### DOKUMENTTEXT
Im Zentrum des Seminars stehen mittelalterliche Schilderungen des Sammelns und Präsentierens konkreter staunenswerter Objekte und fremdartiger Wesen. Seit dem Hochmittelalter handeln narrative Texte von der Zusammenstellung außergewöhnlicher Exponate, welche Faszination und Verwunderung von Figuren und zeitgenössischen wie modernen Rezipierenden gleichermaßen auf sich ziehen: Beispielsweise im Alexanderroman oder in der Erzähltradition zum Herzog Ernst, aber auch in anderen narrativen Zusammenhängen werden Mirabilien zusammengestellt, in eigens dafür vorgesehenen Räumen gezeigt und auf diese Weise miteinander verknüpft.

Transmedialen und transdisziplinären Perspektiven auf diese erzählten akkumulierenden Praktiken wird im Seminar besonderes Interesse zukommen: Die jüngere museumswissenschaftliche Forschung hebt hervor, dass konkreten Sammlungen und Ausstellungen eine narrative Dimension eigen ist. Damit erhält die Frage nach dem textuellen Umfeld konkreter Sammlungen und Ausstellungen besondere Aufmerksamkeit, und es eröffnet sich überdies die Möglichkeit, die narrativen Dimensionen von Sammlungen in unterschiedlichen Medien (etwa in konkreten Sammlungen, visuell repräsentierten Sammlungen und in Sammlungen in textueller Form) aufeinander zu beziehen. Schriftliche Überlieferungen, z. B. antike und mittelalterliche Darstellungen von Mirabilien, stellen nicht nur im allgemeinen Sinne kulturelles Wissen zur Verfügung, auf das Sammlungen des Mittelalters aufbauen können. Vielmehr steht zu vermuten, dass auch ihre Erzählformen die Formen der Verknüpfung von Exponaten beeinflussen, die in konkreten Sammlungen und Ausstellungen vorgenommen werden. Vor diesem Hintergrund werden wir untersuchen, welche Formen des Erzählens, mithin des Verknüpfens von präsentierten Objekten, erzählte Sammlungen aufweisen und wie die erzählten Räume beschaffen sind, in denen Exponate bewahrt, präsentiert und bestaunt werden.

### DATENTEIL

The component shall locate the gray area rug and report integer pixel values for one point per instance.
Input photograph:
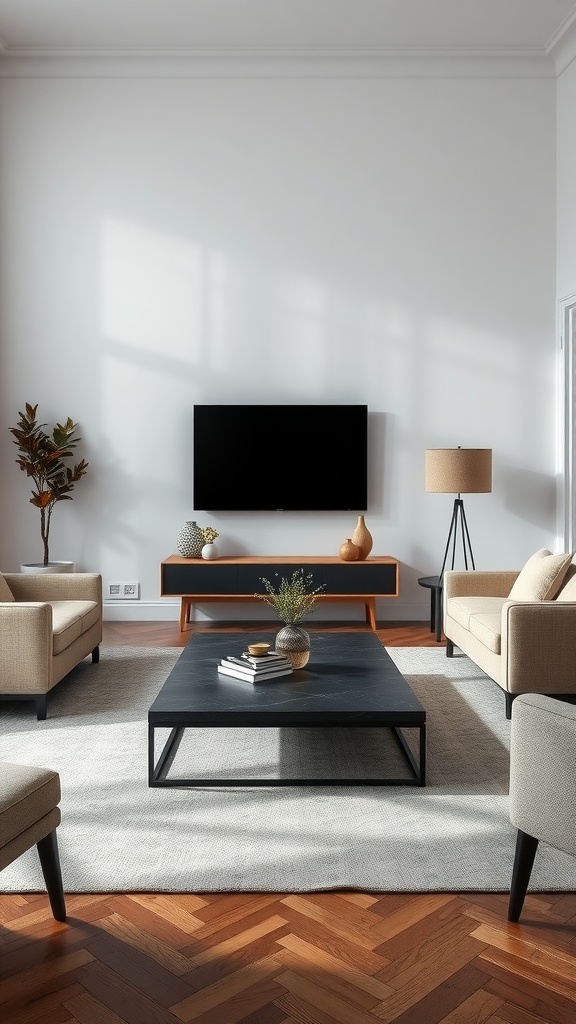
(118, 835)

### AUFGABENSTELLUNG
Wie geht der Seminartext über erzählte mittelalterliche Sammlungen von Mirabilien nach seinem letzten Satz weiter? Nimm den Faden dort auf und schreibe den Text fort.

### LÖSUNG
Im Seminar werden zunächst Begriffe wie Schatzkammer, Wunderkammer, Museum, Sammlung und Ausstellung thematisiert sowie die Phänomene, die seit dem Mittelalter mit diesen Begriffen bezeichnet werden können. Anschließend wird es um die narrativen Aspekte gehen, die konkrete Sammlungen und Ausstellungen auszeichnen. Nach diesen Vorklärungen stehen erzählte Sammlungen in mittelalterlichen literarischen Texten im Zentrum des Interesses. Beispiele aus der frühneuzeitlichen und der modernen Literatur werden das Seminarprogramm ergänzen.

Die zentralen Arbeitsformen des Seminars sind Impulsreferate und ausführliche Diskussionen der Primär- und Forschungstexte im Plenum. Abgabetermin für Hausarbeiten in diesem Kurs ist Freitag, der 01.09.2023.

 

Als einführende Lektüre wird empfohlen: Jutta Eming und Marina Münkler: [Einleitung] Wunderkammern – Materialität, Narrativik und Institutionalisierung von Wissen, in: Wunderkammern. Materialität, Narrativik und Institutionalisierung von Wissen, hg. v. dens., Falk Quenstedt und Martin Sablotny, Wiesbaden 2022, S. 1–18.